New Research Links Climate Change to Extremes

February 27, 2013

Above, 5 minute clip from Dr. Jennifer Francis’ most recent lecture online, discussing jet stream dynamics.

As followers of these videos know, Dr. Francis has been on the cutting edge of new research showing how newly open arctic ocean water has affected jet stream movement, and may be causing a dramatic shift to to a new state in temperate zone weather conditions.


Global warming may have caused extreme events such as a 2011 drought in the United States and a 2003 heatwave in Europe by slowing vast, wave-like weather flows in the northern hemisphere, scientists said on Tuesday.

The study of meandering air systems that encircle the planet adds to understanding of extremes that have killed thousands of people and driven up food prices in the past decade.

Such planetary air flows, which suck warm air from the tropics when they swing north and draw cold air from the Arctic when they swing south, seem to be have slowed more often in recent summers and left some regions sweltering, they said.

“During several recent extreme weather events these planetary waves almost freeze in their tracks for weeks,” wrote Vladimir Petoukhov, lead author of the study at the Potsdam Institute for Climate Impact Research in Germany.

“So instead of bringing in cool air after having brought warm air in before, the heat just stays,” he said in a statement of the findings in the U.S. journal Proceedings of the National Academy of Sciences.

A difference in temperatures between the Arctic and areas to the south is usually the main driver of the wave flows, which typically stretch 2,500 and 4,000 km (1,550-2,500 miles) from crest to crest.
━━━━━━━━━━━━━━━━━━━━━━━━━━━━━━
Task list ::
(a) In the climate article, which institute is Vladimir Petoukhov's study from?
(b) Using the climate article, explain why some regions were left sweltering in recent summers.
(c) Write what comes next in the climate article, picking up after its final sentence.
The material plays no part in this work.

Entries for bounding box labeling ::
━━━━━━━━━━━━━━━━━━━━━━━━━━━━━━
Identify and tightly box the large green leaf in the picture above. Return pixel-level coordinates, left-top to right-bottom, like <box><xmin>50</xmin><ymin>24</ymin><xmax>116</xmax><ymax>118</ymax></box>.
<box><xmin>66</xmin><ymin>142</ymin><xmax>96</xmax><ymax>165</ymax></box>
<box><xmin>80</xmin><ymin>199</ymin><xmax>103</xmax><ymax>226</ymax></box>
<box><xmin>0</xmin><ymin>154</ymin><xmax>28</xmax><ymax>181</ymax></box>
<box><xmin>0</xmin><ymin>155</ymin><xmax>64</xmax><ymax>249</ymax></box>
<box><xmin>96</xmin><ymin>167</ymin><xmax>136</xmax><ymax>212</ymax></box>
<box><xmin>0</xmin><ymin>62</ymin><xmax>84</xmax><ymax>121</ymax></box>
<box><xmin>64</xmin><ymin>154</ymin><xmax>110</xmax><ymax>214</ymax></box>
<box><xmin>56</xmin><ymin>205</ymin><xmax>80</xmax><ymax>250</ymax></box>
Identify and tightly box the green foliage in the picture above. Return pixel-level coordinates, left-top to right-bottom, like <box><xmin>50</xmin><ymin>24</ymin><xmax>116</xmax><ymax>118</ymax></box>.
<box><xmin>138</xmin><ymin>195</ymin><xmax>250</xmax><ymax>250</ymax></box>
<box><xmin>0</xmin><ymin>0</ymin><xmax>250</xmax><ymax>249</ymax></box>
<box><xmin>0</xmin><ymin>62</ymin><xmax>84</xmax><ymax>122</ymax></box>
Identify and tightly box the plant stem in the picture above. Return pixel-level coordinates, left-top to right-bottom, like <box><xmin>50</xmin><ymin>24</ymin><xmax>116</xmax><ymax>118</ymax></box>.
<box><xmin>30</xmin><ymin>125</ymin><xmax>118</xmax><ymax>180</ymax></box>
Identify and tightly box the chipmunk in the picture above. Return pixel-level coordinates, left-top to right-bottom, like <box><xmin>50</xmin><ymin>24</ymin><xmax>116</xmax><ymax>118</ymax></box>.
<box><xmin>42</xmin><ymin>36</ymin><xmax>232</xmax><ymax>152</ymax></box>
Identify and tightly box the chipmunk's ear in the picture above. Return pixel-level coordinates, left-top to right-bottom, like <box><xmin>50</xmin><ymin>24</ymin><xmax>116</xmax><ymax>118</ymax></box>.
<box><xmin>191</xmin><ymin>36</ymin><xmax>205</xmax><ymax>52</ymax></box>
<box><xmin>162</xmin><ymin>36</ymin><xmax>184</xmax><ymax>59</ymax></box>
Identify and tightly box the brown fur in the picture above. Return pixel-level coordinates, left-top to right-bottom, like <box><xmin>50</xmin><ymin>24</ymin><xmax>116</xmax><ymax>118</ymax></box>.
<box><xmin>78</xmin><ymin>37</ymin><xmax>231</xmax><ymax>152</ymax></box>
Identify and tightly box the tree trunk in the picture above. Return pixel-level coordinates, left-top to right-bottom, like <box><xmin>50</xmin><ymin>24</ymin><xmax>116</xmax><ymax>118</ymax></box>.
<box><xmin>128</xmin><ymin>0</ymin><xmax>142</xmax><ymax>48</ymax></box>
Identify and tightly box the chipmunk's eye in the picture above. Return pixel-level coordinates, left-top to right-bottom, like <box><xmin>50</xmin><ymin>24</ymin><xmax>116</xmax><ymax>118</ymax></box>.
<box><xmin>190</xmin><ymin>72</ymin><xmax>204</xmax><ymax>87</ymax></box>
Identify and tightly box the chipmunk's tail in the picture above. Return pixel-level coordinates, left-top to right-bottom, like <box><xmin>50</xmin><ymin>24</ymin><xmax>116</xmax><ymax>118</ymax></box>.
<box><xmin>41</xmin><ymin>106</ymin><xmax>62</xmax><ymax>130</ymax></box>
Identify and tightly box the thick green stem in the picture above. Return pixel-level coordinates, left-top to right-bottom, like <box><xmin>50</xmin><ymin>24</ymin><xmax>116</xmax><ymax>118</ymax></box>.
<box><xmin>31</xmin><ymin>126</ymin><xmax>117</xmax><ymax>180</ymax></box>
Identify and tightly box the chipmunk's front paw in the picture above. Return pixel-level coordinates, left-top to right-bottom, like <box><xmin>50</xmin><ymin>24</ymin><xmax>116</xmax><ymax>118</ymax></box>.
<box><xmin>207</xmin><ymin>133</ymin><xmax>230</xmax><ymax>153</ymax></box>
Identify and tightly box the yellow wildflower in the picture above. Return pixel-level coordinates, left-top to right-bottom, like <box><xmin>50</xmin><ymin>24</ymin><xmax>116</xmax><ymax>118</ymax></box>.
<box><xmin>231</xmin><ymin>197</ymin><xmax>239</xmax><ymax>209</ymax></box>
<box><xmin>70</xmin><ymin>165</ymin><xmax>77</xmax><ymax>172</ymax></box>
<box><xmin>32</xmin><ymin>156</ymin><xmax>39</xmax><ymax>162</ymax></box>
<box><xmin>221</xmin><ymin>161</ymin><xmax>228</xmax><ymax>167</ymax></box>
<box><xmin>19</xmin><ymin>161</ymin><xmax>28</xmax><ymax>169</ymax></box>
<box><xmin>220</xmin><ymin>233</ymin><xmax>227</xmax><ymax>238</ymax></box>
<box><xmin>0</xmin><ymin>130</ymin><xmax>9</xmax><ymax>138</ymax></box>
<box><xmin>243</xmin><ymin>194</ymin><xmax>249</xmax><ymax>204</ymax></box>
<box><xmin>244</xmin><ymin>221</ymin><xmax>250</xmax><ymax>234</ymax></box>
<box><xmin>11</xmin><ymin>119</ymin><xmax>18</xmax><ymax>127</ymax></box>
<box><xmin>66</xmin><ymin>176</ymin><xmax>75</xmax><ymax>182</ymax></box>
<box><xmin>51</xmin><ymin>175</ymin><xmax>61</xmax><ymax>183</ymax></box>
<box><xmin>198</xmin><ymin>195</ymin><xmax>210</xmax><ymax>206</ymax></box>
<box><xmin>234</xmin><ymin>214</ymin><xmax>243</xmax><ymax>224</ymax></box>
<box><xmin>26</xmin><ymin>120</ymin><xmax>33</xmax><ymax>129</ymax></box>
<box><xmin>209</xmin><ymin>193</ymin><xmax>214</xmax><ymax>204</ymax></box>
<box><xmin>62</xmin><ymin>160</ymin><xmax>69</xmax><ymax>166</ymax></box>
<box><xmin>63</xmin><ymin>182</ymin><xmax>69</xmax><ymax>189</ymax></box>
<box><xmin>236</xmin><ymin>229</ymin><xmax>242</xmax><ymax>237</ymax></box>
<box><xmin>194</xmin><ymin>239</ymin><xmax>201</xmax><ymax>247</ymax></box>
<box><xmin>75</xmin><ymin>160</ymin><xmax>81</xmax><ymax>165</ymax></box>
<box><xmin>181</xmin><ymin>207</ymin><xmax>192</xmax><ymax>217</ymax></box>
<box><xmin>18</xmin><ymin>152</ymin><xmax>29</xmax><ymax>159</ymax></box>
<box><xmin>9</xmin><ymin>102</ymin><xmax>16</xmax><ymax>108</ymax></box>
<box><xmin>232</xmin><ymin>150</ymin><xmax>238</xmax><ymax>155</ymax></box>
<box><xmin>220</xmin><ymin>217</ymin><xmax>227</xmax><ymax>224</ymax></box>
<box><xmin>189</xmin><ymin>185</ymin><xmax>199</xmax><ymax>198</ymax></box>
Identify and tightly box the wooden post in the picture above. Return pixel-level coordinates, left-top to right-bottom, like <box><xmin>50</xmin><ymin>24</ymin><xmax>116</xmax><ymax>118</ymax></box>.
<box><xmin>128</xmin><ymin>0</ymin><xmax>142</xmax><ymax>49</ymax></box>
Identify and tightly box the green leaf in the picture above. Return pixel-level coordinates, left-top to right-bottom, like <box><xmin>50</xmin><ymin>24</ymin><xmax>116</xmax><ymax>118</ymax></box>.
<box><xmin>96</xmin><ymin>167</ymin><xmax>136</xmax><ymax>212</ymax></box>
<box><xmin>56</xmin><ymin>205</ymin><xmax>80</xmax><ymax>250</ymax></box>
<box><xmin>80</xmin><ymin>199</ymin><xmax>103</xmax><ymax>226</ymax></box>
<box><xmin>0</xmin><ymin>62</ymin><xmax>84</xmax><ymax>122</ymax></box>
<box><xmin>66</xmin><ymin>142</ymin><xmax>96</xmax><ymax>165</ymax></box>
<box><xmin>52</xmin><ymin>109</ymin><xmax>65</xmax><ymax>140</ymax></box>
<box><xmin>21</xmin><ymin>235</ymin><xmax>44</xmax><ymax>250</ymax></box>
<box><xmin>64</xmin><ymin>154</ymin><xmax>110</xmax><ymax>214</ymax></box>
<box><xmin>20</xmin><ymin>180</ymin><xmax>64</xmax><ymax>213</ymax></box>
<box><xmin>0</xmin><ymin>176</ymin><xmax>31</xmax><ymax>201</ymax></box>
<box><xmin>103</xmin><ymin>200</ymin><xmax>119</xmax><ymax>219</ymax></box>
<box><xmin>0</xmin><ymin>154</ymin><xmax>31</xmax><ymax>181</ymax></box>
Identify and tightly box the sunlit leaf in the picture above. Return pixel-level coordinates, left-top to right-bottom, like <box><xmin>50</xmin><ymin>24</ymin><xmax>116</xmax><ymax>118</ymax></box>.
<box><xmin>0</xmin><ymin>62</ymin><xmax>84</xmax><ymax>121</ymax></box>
━━━━━━━━━━━━━━━━━━━━━━━━━━━━━━
Outputs in order ::
(a) The Potsdam Institute for Climate Impact Research in Germany.

(b) The planetary air flows normally draw warm air from the tropics when they swing north and cold air from the Arctic when they swing south. During several recent extreme events they slowed and almost froze in their tracks for weeks. As a result, cool air never followed the warm air, and the heat stayed.

(c)
But a build-up of greenhouse gases in the atmosphere, blamed on human activities led by use of fossil fuels, is heating the Arctic faster than other regions and slowing the mechanism that drives the waves, the study suggested.

Potsdam Institute for Climate Impact Research:

The world has suffered from severe regional weather extremes in recent years, such as the heat wave in the United States in 2011 or the one in Russia 2010 coinciding with the unprecedented Pakistan flood. Behind these devastating individual events there is a common physical cause, propose scientists of the Potsdam Institute for Climate Impact Research (PIK). The study will be published this week in the US Proceedings of the National Academy of Sciences and suggests that man-made climate change repeatedly disturbs the patterns of atmospheric flow around the globe’s Northern hemisphere through a subtle resonance mechanism.


“An important part of the global air motion in the mid-latitudes of the Earth normally takes the form of waves wandering around the planet, oscillating between the tropical and the Arctic regions. So when they swing up, these waves suck warm air from the tropics to Europe, Russia, or the US, and when they swing down, they do the same thing with cold air from the Arctic,” explains lead author Vladimir Petoukhov.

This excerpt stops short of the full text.